++++ Information given

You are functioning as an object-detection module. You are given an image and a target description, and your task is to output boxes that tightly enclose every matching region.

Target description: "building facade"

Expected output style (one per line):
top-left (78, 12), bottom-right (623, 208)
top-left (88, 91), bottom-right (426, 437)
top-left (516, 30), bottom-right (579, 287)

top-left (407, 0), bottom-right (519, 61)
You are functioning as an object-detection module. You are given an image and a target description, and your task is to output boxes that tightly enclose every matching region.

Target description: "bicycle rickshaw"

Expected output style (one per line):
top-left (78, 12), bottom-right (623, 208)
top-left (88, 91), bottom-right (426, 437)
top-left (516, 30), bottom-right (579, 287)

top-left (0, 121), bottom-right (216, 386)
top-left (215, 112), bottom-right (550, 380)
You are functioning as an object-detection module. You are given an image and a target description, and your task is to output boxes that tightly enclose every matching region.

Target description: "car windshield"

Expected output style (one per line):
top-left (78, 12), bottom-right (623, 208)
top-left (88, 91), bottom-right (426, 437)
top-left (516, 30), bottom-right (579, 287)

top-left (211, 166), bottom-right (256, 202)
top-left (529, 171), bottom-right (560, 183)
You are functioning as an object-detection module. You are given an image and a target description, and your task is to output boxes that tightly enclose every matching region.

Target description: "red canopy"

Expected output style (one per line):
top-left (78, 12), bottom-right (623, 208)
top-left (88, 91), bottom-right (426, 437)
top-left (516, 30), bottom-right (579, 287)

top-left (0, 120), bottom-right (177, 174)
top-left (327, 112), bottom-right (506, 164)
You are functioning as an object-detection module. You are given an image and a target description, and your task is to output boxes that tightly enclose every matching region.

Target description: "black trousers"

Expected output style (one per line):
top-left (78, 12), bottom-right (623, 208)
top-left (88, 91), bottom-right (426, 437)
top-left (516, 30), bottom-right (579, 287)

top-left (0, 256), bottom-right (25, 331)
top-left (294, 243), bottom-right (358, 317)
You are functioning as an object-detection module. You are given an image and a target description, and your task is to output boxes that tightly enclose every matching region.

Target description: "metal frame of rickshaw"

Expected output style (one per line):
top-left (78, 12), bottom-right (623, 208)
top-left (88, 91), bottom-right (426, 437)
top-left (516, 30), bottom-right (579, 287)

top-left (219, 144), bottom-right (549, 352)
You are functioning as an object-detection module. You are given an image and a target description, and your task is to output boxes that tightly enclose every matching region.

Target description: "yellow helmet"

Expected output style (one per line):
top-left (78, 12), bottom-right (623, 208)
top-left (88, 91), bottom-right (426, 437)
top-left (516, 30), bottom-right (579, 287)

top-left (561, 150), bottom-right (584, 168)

++++++++
++++ Information given

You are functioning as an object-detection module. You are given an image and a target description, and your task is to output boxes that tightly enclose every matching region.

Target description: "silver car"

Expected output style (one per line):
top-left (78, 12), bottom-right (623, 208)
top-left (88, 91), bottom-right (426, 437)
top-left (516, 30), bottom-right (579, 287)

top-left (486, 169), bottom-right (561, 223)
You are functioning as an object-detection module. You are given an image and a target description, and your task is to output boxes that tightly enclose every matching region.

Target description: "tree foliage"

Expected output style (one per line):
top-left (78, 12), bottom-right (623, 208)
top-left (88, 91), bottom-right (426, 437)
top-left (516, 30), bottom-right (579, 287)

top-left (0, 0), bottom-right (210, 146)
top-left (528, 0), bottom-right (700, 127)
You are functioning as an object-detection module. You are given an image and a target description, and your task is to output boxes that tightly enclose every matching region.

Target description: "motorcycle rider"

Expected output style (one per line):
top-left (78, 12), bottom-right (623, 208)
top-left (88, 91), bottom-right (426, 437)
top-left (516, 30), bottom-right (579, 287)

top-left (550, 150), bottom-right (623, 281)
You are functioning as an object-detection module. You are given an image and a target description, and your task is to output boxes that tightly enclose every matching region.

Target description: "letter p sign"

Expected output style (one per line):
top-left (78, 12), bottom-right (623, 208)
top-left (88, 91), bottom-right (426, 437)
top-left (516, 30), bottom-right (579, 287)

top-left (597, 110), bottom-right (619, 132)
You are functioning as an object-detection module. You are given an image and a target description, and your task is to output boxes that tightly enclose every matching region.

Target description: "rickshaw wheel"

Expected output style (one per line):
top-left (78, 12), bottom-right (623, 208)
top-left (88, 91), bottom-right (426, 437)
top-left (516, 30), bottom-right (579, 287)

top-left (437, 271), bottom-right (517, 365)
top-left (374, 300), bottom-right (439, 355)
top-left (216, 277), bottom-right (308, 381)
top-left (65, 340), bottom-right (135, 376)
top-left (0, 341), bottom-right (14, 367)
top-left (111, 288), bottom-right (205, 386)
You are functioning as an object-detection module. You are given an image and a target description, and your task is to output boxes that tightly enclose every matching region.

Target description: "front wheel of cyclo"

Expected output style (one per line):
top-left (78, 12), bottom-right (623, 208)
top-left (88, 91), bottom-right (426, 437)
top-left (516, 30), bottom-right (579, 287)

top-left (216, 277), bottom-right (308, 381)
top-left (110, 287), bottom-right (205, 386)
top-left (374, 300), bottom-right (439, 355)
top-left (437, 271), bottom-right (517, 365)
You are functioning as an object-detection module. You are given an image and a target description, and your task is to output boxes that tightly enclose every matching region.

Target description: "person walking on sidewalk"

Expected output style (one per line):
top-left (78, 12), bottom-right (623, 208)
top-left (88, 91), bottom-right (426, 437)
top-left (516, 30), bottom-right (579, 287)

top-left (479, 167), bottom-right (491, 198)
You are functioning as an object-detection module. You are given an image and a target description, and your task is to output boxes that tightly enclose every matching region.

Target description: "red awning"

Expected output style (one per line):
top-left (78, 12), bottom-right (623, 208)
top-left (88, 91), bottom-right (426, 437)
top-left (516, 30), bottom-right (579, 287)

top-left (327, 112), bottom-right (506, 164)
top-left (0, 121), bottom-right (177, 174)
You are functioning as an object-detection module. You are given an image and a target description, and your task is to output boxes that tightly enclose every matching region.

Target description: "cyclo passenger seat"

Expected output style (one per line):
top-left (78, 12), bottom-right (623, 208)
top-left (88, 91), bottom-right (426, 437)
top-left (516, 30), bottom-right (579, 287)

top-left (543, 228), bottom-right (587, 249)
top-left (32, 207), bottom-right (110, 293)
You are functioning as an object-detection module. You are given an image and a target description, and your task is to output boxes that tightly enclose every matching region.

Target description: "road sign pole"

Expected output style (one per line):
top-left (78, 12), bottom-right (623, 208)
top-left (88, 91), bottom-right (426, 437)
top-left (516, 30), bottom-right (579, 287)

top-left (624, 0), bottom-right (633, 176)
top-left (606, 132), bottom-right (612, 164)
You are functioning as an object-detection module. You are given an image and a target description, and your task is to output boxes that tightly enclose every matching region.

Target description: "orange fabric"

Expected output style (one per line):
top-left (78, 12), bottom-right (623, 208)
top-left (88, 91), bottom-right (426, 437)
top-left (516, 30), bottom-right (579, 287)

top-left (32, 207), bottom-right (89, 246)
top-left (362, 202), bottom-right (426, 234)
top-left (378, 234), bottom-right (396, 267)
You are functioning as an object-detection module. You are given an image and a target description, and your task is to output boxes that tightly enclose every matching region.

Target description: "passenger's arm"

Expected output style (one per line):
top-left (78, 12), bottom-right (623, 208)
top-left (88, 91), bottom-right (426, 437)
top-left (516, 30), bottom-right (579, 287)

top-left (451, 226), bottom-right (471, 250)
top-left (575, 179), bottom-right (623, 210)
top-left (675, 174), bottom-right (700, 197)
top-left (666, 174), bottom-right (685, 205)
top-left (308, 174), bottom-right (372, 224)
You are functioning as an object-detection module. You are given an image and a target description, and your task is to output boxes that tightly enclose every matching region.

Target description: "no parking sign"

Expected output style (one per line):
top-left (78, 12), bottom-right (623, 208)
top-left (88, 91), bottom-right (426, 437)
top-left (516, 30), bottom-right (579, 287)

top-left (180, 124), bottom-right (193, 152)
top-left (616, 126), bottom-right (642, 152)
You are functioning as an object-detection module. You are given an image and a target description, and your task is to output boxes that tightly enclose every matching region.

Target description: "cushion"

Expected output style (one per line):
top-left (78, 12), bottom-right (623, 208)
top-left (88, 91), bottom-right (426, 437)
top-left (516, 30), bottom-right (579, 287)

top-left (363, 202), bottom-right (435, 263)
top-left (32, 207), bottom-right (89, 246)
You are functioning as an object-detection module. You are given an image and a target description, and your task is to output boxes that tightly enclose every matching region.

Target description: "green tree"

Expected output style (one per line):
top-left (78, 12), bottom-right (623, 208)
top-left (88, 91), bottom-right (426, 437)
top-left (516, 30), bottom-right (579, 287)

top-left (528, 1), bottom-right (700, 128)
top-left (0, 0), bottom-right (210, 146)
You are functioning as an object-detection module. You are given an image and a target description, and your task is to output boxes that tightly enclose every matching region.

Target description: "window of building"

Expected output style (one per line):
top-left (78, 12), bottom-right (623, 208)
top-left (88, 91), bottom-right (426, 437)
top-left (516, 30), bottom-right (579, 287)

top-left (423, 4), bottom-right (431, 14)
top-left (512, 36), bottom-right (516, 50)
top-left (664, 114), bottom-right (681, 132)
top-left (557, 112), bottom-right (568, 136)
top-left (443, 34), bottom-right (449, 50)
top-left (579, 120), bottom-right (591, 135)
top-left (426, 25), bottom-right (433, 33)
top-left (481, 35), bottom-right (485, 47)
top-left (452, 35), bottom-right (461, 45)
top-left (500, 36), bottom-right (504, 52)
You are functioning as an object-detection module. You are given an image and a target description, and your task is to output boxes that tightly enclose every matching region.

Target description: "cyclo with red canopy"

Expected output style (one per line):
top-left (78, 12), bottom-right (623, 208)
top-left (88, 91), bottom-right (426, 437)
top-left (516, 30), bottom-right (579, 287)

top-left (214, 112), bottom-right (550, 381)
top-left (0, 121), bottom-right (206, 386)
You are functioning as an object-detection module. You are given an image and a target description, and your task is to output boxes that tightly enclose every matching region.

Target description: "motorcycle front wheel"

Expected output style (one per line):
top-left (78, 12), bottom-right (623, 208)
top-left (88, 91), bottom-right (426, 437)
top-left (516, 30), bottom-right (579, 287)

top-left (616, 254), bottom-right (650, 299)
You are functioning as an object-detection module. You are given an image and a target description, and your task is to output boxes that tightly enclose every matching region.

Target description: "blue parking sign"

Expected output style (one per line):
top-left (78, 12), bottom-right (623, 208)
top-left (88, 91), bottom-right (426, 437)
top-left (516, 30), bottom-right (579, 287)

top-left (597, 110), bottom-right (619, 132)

++++++++
++++ Information given

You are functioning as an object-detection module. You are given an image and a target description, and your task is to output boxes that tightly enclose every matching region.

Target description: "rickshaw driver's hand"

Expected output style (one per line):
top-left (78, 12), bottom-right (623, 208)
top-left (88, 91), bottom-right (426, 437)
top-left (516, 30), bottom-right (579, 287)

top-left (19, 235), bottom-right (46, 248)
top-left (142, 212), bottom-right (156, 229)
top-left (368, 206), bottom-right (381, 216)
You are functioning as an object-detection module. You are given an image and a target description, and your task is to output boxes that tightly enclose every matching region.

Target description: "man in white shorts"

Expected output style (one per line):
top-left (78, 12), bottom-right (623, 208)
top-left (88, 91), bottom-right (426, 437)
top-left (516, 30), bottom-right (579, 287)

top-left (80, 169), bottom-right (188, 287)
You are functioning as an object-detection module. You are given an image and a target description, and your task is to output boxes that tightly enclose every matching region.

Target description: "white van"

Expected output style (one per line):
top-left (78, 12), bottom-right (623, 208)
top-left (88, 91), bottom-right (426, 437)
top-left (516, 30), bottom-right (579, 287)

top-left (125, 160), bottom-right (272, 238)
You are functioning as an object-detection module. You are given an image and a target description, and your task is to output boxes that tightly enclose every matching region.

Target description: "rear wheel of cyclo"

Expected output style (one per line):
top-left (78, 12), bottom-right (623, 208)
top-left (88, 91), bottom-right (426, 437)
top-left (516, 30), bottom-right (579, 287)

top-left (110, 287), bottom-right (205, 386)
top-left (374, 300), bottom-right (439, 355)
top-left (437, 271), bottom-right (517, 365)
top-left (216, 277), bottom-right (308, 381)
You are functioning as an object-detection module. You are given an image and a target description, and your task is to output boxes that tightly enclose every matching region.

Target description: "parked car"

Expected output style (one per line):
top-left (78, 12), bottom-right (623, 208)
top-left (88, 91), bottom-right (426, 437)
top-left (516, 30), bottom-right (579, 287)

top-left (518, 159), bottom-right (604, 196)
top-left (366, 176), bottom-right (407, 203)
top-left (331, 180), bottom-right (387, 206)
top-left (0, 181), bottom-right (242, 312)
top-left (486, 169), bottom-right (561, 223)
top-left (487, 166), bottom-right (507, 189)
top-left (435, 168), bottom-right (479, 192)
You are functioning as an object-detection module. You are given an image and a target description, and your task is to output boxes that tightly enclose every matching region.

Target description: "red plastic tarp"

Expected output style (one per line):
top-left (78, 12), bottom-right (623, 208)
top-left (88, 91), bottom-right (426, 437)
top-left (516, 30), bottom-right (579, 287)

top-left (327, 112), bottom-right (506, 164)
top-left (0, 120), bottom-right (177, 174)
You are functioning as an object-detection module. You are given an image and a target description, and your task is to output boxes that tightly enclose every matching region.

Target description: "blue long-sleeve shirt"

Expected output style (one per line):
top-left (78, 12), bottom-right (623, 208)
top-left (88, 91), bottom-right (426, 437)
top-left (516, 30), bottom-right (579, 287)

++++++++

Lines containing the word "wheel" are to be pulled from the records and copied.

Target description: "rickshaw wheel"
Target description: "front wheel of cyclo"
Target description: "motorcycle front wheel"
Target description: "rear wheel of cyclo"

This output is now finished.